Dans l’histoire de la FNSEA, XavierBeulin restera comme le premier président à avoir dû expliquer à sa base qu’il était « paysan », « lui aussi ». À Saint-Brieuc, le 2 juillet 2015, pour les éleveurs en colère, ça n’allait pas de soi. Mais alors pas du tout. « Je suis paysan, tu es paysan… » martelait le patron de la FNSEA proposant le tutoiement, sans succès. « Non, non, un tout petit paysan, il a du mal à tutoyer les grands paysans comme vous », protestait Nicolas. « On n’a pas le même quotidien ! » criait un autre. « Contactez vos copains au ministère », renchérissait Nicolas. « On est en train de crever tous les jours ! » lâchait encore l’éleveur.
En 2015, l’année des sifflets pour lui, Xavier Beulin soutiendra lors d’une interview qu’il « vit comme les paysans » qu’il « défend » : « les mêmes difficultés », « les mêmes contraintes », prétend-il. En réalité, Xavier Beulin n’est plus paysan depuis longtemps. Bien rares sont les images de lui dans sa ferme… parce qu’il n’en a plus. Contrairement à la plupart des syndicalistes qui rejoignent leur exploitation après leurs journées de militantisme à Paris, Xavier Beulin, lui, se rend au 11, rue de Monceau, dans le VIIIe arrondissement de Paris, siège du groupe Avril-Sofiprotéol, un fonds coopératif qu’il préside depuis 2000. Le siège de la FNSEA n’est qu’à quatre pâtés de maisons de là, au 11, rue de la Baume, dans le même arrondissement parisien. Et lorsqu’il rentre chez lui, c’est pour retrouver un appartement loué rue Bois-le-Vert, en plein XVIe arrondissement.

→ **Lignes de données**:
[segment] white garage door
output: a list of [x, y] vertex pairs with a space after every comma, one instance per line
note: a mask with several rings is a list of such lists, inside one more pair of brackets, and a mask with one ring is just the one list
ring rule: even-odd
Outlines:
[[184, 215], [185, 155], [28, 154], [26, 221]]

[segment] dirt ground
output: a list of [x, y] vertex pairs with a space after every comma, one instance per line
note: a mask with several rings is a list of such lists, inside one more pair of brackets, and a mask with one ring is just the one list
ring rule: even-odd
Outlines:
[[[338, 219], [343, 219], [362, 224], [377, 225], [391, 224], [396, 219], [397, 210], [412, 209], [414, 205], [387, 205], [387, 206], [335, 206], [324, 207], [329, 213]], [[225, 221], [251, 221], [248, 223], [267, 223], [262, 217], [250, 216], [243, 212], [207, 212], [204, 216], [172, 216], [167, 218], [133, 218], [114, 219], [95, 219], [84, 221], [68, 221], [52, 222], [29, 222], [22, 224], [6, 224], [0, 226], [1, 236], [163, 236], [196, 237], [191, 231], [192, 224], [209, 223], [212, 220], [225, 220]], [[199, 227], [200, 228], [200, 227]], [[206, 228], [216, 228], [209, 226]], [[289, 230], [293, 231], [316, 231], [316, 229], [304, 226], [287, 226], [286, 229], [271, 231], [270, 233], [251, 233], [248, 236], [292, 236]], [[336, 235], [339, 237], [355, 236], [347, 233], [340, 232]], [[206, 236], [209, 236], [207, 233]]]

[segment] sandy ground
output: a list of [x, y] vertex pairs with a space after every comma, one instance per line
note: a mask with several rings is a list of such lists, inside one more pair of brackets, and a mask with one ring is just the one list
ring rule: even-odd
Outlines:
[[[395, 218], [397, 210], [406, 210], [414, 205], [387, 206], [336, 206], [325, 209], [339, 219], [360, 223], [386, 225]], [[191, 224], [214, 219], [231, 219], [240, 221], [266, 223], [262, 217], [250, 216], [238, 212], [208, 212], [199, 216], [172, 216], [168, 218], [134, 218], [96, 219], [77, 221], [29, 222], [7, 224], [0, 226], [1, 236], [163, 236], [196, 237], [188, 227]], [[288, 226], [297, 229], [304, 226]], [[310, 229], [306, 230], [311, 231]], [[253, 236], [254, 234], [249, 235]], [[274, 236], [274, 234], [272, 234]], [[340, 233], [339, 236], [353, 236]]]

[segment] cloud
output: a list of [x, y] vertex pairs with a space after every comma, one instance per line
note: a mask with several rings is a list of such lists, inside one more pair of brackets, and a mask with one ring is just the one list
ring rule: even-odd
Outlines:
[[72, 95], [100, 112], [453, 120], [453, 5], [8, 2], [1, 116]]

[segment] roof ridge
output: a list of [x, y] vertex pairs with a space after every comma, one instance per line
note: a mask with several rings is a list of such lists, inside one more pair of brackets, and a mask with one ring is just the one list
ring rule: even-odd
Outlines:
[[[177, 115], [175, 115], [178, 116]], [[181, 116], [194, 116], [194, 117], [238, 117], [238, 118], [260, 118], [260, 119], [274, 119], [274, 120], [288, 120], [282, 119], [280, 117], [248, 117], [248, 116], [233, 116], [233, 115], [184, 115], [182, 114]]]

→ **Tâches à réaliser**:
**a)** Citez le passage de l'extrait sur Xavier Beulin qui va de « Dans l’histoire de » jusqu'à « lâchait encore l’éleveur. ».
**b)** Selon l'extrait sur Xavier Beulin, depuis quelle année préside-t-il le groupe Avril-Sofiprotéol ?
Les lignes n'entrent pas en compte ici.

→ **Les résultats**:
**a)**
Dans l’histoire de la FNSEA, XavierBeulin restera comme le premier président à avoir dû expliquer à sa base qu’il était « paysan », « lui aussi ». À Saint-Brieuc, le 2 juillet 2015, pour les éleveurs en colère, ça n’allait pas de soi. Mais alors pas du tout. « Je suis paysan, tu es paysan… » martelait le patron de la FNSEA proposant le tutoiement, sans succès. « Non, non, un tout petit paysan, il a du mal à tutoyer les grands paysans comme vous », protestait Nicolas. « On n’a pas le même quotidien ! » criait un autre. « Contactez vos copains au ministère », renchérissait Nicolas. « On est en train de crever tous les jours ! » lâchait encore l’éleveur.

**b)** Il le préside depuis 2000.